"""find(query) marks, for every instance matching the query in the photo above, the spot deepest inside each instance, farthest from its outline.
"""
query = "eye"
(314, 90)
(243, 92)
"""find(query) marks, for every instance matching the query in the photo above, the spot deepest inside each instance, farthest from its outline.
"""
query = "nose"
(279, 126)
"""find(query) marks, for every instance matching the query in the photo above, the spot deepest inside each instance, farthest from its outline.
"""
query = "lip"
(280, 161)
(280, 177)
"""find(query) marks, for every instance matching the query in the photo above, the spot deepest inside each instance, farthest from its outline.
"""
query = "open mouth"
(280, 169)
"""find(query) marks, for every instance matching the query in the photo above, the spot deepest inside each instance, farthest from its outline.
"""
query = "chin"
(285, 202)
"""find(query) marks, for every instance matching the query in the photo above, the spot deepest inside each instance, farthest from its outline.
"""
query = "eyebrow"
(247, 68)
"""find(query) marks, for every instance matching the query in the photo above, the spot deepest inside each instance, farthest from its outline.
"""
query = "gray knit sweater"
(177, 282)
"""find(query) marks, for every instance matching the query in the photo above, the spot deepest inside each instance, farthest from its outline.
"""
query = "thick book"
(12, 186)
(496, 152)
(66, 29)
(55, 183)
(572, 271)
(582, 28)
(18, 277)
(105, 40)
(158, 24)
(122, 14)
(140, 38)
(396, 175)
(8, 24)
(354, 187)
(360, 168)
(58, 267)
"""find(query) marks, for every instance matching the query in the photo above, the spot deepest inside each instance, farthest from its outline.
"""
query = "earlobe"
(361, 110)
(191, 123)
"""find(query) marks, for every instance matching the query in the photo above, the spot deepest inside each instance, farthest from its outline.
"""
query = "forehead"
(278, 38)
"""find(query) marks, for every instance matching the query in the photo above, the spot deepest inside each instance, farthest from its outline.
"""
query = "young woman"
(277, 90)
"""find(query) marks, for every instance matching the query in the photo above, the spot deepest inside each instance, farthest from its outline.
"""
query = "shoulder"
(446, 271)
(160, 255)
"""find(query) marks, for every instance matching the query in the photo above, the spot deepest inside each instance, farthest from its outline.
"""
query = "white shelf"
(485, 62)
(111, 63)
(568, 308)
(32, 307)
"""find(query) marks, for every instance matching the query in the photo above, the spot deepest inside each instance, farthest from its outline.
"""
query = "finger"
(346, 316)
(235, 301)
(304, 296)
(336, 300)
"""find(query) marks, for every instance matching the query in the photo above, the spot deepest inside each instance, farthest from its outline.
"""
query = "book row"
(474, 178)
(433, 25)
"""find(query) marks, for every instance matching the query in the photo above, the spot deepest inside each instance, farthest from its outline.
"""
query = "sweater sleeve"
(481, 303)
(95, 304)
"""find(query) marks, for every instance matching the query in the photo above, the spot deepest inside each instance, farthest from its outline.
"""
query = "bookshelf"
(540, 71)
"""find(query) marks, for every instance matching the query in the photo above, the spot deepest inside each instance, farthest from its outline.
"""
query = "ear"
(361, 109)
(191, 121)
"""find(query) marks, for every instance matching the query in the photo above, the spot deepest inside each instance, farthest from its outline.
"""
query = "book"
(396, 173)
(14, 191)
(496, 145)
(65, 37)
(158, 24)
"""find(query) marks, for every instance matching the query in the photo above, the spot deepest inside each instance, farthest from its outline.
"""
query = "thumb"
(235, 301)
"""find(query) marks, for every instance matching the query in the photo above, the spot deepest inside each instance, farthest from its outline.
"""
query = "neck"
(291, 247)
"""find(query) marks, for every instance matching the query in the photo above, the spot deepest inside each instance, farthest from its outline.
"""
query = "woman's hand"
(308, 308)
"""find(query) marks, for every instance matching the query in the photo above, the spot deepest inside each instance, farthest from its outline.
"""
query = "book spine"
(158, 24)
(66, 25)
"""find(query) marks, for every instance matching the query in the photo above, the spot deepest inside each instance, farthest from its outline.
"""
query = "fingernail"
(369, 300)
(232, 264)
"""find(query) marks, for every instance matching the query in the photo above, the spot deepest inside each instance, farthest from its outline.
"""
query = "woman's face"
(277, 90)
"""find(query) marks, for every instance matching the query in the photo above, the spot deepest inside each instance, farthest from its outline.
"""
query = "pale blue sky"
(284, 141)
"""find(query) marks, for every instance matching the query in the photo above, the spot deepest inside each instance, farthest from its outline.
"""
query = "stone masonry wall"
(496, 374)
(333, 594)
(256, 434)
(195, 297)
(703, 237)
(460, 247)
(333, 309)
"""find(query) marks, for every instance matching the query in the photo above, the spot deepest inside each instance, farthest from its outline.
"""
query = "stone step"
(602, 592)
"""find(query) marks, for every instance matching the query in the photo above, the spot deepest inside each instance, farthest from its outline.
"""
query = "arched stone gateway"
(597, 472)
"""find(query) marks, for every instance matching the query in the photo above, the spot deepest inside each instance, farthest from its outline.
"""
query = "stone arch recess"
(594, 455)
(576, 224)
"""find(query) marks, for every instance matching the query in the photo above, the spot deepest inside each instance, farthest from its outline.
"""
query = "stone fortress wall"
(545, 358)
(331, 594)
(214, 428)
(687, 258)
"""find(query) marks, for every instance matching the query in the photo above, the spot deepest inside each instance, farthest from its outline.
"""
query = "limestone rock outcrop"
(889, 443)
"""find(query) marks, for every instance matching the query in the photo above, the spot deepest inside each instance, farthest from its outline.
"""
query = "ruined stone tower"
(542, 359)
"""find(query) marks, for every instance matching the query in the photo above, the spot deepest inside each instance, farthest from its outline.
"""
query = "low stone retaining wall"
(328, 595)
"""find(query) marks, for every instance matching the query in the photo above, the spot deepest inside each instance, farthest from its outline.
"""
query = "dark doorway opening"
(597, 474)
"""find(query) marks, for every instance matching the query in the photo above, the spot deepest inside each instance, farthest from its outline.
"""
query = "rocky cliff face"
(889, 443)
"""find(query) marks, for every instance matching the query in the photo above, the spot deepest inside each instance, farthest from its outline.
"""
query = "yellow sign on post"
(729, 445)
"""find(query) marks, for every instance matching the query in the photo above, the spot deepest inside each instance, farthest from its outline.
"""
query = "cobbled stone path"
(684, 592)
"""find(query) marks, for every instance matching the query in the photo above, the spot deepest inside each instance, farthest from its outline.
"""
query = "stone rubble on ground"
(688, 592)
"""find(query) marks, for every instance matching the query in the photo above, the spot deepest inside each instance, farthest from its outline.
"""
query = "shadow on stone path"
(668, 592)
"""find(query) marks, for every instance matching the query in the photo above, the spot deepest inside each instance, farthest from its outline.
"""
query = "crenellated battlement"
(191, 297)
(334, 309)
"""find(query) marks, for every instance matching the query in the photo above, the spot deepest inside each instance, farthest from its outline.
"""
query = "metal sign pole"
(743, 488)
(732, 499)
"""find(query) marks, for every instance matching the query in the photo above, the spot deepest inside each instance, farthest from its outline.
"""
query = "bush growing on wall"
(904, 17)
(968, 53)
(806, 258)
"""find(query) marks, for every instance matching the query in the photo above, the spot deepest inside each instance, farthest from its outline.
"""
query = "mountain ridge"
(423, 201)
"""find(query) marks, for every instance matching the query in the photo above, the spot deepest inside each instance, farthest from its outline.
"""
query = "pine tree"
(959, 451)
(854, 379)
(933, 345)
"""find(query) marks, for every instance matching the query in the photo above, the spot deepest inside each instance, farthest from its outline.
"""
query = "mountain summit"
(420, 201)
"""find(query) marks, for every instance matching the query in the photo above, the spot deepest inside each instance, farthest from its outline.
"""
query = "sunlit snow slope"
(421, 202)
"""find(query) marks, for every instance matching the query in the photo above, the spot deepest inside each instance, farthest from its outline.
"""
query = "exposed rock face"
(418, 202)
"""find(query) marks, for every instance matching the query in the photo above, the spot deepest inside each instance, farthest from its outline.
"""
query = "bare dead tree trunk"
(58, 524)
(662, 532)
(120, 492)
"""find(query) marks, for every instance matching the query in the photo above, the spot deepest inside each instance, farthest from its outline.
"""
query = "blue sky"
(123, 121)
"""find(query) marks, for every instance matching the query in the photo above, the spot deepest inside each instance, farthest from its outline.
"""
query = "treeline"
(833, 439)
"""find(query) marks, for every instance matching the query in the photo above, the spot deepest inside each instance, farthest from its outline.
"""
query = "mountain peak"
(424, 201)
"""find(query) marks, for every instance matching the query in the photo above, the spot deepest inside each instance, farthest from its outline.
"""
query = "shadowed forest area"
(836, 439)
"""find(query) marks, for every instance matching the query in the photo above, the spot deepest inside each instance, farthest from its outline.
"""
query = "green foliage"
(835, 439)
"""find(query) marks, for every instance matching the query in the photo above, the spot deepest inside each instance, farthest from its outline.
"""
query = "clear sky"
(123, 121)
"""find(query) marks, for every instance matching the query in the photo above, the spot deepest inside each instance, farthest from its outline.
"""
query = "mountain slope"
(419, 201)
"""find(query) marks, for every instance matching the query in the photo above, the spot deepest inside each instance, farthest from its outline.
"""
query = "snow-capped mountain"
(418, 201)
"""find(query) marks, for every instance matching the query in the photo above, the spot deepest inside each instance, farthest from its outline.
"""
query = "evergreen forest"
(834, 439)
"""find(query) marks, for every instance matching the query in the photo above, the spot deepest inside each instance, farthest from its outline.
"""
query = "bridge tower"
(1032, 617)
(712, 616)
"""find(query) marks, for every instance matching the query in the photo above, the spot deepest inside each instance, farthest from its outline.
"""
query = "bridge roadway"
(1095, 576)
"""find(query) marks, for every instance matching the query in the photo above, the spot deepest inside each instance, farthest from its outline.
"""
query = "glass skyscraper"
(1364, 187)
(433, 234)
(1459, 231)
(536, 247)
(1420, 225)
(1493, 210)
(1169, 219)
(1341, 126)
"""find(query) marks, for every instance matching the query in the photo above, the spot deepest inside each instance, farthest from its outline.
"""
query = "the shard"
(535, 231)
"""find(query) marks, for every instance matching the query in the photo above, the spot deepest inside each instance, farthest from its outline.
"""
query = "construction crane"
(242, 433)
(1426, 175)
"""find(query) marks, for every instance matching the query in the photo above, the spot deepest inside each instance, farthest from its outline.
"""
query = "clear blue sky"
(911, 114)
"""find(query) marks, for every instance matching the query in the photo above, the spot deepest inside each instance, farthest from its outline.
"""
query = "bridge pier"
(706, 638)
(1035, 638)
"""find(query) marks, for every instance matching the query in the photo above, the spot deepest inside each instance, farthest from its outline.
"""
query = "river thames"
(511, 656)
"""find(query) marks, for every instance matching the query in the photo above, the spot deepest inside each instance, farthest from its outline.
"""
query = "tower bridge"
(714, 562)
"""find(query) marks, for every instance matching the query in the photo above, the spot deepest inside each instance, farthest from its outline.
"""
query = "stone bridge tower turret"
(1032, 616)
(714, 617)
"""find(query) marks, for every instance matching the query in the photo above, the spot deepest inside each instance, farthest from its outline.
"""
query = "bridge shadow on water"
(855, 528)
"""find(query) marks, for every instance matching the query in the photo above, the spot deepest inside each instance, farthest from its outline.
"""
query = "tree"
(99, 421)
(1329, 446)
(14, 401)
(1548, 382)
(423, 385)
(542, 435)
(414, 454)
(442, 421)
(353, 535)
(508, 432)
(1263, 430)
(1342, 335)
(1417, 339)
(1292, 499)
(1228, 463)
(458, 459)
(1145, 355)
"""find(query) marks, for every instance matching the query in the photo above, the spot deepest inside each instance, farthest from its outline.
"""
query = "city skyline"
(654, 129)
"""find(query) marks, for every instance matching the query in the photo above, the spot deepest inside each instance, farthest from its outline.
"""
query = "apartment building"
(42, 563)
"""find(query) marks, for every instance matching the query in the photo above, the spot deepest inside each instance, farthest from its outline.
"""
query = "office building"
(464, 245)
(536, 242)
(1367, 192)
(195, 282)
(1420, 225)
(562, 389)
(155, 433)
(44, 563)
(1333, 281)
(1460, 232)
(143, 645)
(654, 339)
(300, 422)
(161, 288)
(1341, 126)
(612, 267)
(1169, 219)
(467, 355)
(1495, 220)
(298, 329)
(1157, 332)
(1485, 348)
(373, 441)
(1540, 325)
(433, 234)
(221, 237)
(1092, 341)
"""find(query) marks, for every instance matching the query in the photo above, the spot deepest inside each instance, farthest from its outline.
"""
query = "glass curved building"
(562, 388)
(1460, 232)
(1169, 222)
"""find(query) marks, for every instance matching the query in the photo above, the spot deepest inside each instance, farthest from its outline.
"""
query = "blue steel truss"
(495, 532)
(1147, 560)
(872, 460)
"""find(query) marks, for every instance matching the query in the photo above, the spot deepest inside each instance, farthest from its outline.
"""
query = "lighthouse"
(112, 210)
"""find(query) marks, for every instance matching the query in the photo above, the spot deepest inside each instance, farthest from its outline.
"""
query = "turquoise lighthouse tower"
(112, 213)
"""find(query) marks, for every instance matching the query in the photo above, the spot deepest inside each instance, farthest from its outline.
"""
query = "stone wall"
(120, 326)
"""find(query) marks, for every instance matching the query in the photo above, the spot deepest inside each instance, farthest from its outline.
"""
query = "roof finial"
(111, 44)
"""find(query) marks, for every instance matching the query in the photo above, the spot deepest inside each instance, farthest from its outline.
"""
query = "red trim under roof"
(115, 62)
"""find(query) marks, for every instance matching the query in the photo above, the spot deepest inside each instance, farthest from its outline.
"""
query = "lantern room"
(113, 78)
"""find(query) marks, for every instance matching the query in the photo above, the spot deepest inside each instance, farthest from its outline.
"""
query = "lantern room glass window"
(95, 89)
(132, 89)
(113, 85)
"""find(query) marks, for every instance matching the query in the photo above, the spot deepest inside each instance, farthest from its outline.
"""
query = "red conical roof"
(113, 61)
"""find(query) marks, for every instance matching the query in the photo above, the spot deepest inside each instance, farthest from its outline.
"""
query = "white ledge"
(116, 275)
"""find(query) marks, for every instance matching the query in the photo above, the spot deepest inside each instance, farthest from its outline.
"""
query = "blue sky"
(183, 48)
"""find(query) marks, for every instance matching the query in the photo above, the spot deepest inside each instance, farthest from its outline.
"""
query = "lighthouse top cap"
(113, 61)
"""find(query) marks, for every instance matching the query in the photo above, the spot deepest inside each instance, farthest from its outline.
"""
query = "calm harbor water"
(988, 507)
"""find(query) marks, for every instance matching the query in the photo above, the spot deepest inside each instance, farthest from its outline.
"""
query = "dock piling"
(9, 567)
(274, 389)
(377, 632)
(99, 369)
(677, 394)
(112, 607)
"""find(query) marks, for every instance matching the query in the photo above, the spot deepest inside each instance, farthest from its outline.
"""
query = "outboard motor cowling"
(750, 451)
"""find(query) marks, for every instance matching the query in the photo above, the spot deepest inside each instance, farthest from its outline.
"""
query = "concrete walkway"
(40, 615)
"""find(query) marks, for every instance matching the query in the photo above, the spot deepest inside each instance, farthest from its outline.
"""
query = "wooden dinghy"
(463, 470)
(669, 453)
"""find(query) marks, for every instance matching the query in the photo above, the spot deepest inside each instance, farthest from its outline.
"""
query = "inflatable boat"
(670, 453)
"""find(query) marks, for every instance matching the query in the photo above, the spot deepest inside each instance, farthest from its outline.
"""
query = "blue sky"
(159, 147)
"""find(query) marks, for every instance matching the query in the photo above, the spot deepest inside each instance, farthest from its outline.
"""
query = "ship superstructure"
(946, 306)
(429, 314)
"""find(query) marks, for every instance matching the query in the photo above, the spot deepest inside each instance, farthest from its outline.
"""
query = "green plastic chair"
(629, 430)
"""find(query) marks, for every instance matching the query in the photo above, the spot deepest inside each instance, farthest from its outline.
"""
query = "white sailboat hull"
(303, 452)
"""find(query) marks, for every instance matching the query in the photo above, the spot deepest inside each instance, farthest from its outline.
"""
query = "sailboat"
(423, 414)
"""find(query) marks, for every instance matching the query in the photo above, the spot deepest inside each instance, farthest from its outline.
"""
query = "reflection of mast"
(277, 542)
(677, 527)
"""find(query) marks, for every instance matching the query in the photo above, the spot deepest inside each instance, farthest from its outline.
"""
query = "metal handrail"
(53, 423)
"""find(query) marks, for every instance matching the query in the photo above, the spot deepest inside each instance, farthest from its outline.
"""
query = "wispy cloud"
::::::::::
DIRECTION — Count the lines of the listing above that contain the string "glass", treating uppercase and lowercase as different. How many are there? Give only the number.

THE RESPONSE — 3